------ Dati di partenza ------
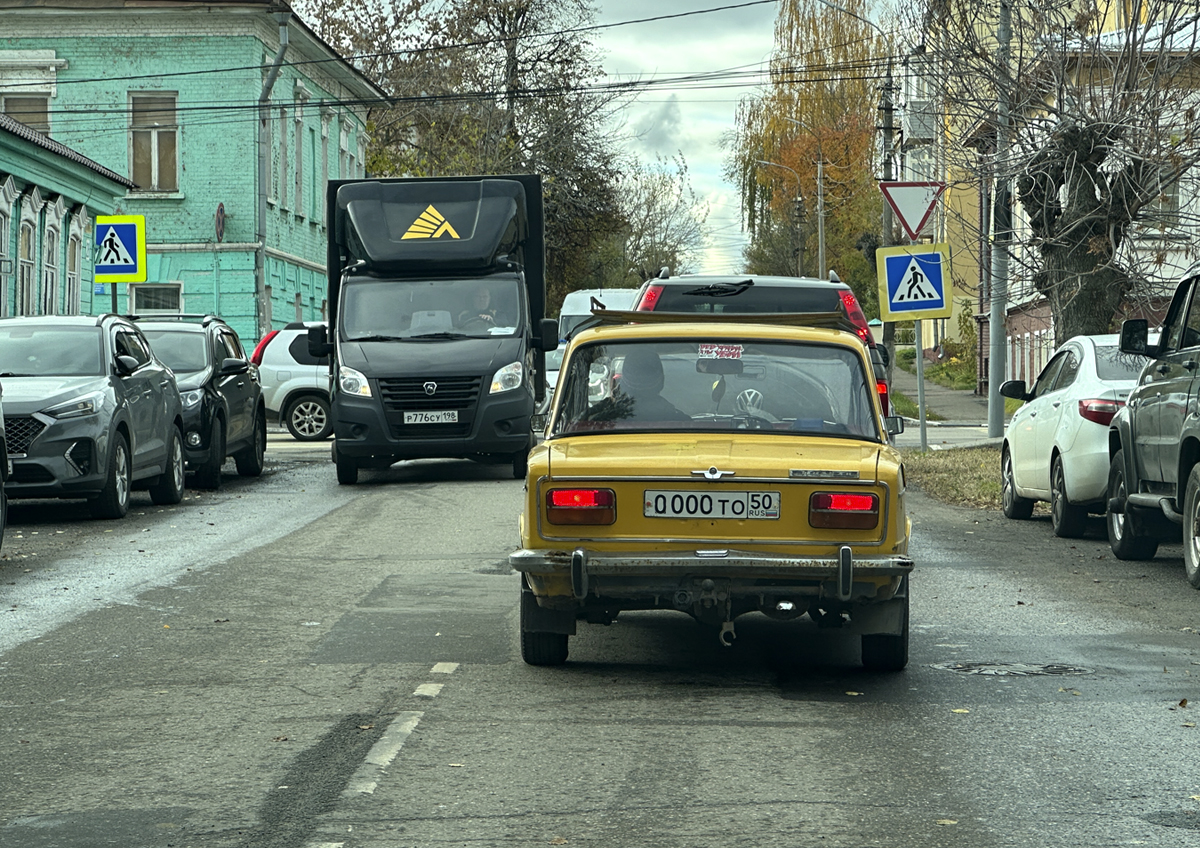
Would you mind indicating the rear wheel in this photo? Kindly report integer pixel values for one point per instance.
(169, 487)
(1125, 536)
(208, 476)
(309, 419)
(114, 499)
(887, 651)
(251, 459)
(539, 648)
(1067, 519)
(1014, 505)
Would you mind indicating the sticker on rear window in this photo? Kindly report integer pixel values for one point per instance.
(712, 350)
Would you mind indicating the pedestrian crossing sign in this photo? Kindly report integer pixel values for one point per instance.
(912, 282)
(120, 248)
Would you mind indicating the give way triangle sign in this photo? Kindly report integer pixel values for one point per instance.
(912, 203)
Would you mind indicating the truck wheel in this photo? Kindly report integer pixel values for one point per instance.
(168, 488)
(1125, 539)
(309, 419)
(1068, 519)
(347, 468)
(1192, 528)
(538, 648)
(114, 498)
(208, 476)
(887, 651)
(1014, 505)
(252, 458)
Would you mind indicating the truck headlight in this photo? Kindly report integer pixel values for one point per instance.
(78, 407)
(353, 382)
(508, 378)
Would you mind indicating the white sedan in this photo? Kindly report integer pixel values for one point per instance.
(1056, 446)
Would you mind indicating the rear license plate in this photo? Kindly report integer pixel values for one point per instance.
(666, 504)
(443, 416)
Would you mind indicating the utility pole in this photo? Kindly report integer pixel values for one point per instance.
(1002, 232)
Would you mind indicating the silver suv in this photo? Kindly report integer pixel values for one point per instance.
(295, 384)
------
* [Cosa fare]: Trasforma tutti i dati qui sopra in una tabella Markdown con le colonne «Numero» e «Riga», mettendo il numero progressivo nella prima e il testo della riga nella seconda. Tralascia le righe vuote e lascia fuori le immagini.

* [Soluzione]:
| Numero | Riga |
|---|---|
| 1 | Would you mind indicating the rear wheel in this photo? Kindly report integer pixel values for one point per instance. |
| 2 | (169, 487) |
| 3 | (1125, 536) |
| 4 | (208, 476) |
| 5 | (309, 419) |
| 6 | (114, 499) |
| 7 | (887, 651) |
| 8 | (251, 459) |
| 9 | (539, 648) |
| 10 | (1067, 519) |
| 11 | (1014, 505) |
| 12 | Would you mind indicating the sticker on rear window in this photo? Kindly report integer pixel values for one point per instance. |
| 13 | (712, 350) |
| 14 | Would you mind indicating the pedestrian crossing sign in this photo? Kindly report integer pixel values for one point per instance. |
| 15 | (912, 282) |
| 16 | (120, 248) |
| 17 | Would you mind indicating the give way triangle sign in this photo? Kindly report integer pixel values for one point per instance. |
| 18 | (912, 203) |
| 19 | Would you mind indicating the truck wheel in this photo? Kindly report integer pixel values for one point per instance. |
| 20 | (168, 488) |
| 21 | (1125, 539) |
| 22 | (309, 419) |
| 23 | (1068, 519) |
| 24 | (347, 468) |
| 25 | (1192, 528) |
| 26 | (538, 648) |
| 27 | (114, 498) |
| 28 | (208, 476) |
| 29 | (887, 651) |
| 30 | (1014, 505) |
| 31 | (252, 458) |
| 32 | Would you mind indicating the truck headlight in this photo? Kindly report integer pixel values for one point per instance. |
| 33 | (78, 407) |
| 34 | (353, 382) |
| 35 | (508, 378) |
| 36 | Would you mind indicating the white sedan in this photo? Kindly report integer pixel values for one point per instance. |
| 37 | (1056, 446) |
| 38 | Would you mind indicating the rear license plate in this photo? Kindly report integer pixel values for one point per instance. |
| 39 | (666, 504) |
| 40 | (443, 416) |
| 41 | Would you mind indicating the utility pole in this photo? Kindly report integer pixel values for one point per instance. |
| 42 | (1002, 232) |
| 43 | Would you mind indicating the silver suv in this photo? Kindly report integer pixel values for one point per instance. |
| 44 | (295, 384) |